Taken from: https://www.theoi.com/Text/Apollodorus3.html

 

Plutarch, Parallel Lives 1, “Life of Theseus,” Chapters 15-19 (trans. W. W. Skeat, adapted by L. Zhang and P. Rogak)

Greek biography, 2nd century CE

Plutarch, a Greek philosopher and historian from the second century CE, wrote a euhemerizing account of Theseus and the Minotaur, attempting to give a rational explanation for the myth.

15
Not long after, king Minos‘ ambassadors came from Crete to demand tribute for the third time. This tribute was paid by the Athenians for this reason: Androgeus, the eldest son of king Minos, was treacherously slain within the country of Attica. Because of this, Minos, in order to avenge his death, made war on Athenians and did them much damage. In addition, the gods harshly punished and scourged all the country with barrenness and famine, with plague, and with other misfortunes, even drying up their rivers. The Athenians, perceiving these dire troubles and plagues, ran to the oracle of Apollo, who answered them that they should appease Minos, and when they had made their peace with him then the wrath of the gods would cease and their troubles would end.

Thus the Athenians sent a message immediately to him [ Minos ], and asked him for peace, which he granted them, on the condition that every year they send to Crete seven young boys and just as many young girls. Now the historiographers agree up to this point, but not on the rest of the tale. And those who are the most preposterous say that when these young boys were delivered to Crete, they were devoured by the Minotaur within the labyrinth, or they were shut within this labyrinth, wandering up and down, and could find no place to get out until they died of starvation.

And this Minotaur, as Euripides the poet wrote, was

“A form combin’d, which monstrous might be deemed:

A boy and a bull, both man and beast it seemed.”

16
But Philochorus writes that the Cretans do not admit that, but rather say that this labyrinth was a jail or prison. In this prison, those who were kept there suffered no other punishment except that they were kept under lock and key and could not fly or run away; and that in memory of his son, Androgeus, Minos had instituted games and prizes, in which he gave the young Athenian children as prizes to those who won. In the meantime, the children were kept locked in the prison of the labyrinth. At the first of these games one of the king’s captains named Taurus [whose name means “bull”], who was a favourite of his master, won the prize. This Taurus was an ill-mannered man and very hard and cruel to these Athenian children.

And to verify this account, the philosopher Aristotle, in his Constitution of the Bottiaeans, made clear that he never thought that Minos had ever put the Athenian children to death. He said instead that they laboured as slaves in Crete for the rest of their lives.

17
When the time came for the third tribute and the fathers with unmarried children were forced to put their children forward for the drawing of lots, the citizens of Athens began to speak out against Aegeus, lamenting that he, who was the only cause of all this evil, was the only one exempted from this grief. And that, while he placed the government of the realm into the hands of a stranger, he did not care, that they were deprived of all their natural children and were unnaturally forced to leave and forsake them.

These sorrows and complaints of the fathers whose children were taken pierced the heart of Theseus, who, willing to yield to reason, and to have the same fate as the citizens did, offered himself as tribute to be sent to Crete. The citizens thought highly of his courage and honourable disposition and loved him greatly for his community-minded spirit.

....

▸ **TASKS TO COMPLETE**
A - In the passage on Theseus and the Minotaur, how many young people did Minos require the Athenians to send to Crete each year?
B - Summarize the passage on Theseus and the Minotaur in three sentences.
C - List every writer whom the passage on Theseus and the Minotaur quotes or cites within its numbered chapters.

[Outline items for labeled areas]

....

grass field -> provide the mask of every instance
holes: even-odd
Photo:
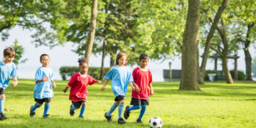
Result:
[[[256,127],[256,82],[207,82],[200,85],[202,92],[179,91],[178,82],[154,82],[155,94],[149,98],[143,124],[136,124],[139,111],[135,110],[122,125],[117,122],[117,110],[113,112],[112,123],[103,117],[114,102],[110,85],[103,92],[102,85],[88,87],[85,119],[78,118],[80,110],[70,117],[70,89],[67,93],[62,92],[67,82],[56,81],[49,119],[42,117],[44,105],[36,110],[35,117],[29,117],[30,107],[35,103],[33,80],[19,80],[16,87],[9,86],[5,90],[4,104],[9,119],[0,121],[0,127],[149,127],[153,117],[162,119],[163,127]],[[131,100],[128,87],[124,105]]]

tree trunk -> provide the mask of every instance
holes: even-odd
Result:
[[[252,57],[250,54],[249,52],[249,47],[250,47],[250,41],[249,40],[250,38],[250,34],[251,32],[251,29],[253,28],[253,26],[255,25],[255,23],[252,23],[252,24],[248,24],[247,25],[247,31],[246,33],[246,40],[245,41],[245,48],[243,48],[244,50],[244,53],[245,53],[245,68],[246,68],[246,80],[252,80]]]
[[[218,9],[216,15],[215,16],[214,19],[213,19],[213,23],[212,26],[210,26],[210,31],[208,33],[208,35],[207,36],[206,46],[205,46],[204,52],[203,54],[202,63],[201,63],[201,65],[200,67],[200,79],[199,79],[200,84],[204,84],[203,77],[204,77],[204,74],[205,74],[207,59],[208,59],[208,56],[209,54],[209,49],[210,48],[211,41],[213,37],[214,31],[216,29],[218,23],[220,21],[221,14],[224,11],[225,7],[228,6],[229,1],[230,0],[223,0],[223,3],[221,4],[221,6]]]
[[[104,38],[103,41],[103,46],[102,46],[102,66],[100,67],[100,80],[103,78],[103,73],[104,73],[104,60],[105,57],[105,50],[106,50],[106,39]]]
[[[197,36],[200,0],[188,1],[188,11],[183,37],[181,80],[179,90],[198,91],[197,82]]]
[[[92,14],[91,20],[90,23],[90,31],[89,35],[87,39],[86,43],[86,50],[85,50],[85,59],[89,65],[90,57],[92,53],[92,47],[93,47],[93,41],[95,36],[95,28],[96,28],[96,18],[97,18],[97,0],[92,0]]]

....

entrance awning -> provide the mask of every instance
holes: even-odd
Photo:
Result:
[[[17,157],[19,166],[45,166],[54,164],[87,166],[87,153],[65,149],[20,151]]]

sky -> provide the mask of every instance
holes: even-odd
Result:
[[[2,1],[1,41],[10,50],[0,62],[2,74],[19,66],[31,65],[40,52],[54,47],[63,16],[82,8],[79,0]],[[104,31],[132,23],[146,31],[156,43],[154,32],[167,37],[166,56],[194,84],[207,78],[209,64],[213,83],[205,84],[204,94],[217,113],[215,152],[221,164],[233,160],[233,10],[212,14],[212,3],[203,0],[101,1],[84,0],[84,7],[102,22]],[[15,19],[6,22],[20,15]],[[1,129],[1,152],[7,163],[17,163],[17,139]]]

....

▸ **COMPLETE ANSWERS**
A - Seven young boys and seven young girls.

B - After Minos's eldest son Androgeus was slain in Attica, Minos made war on Athens, and the oracle of Apollo told the suffering Athenians to make peace with him. Minos granted peace on the condition that they send seven boys and seven girls to Crete every year. Accounts of their fate differ, with some saying the Minotaur devoured them and Philochorus reporting that the labyrinth was a prison, and when Athenians complained against Aegeus, Theseus offered himself as tribute.

C - Euripides, Philochorus, Aristotle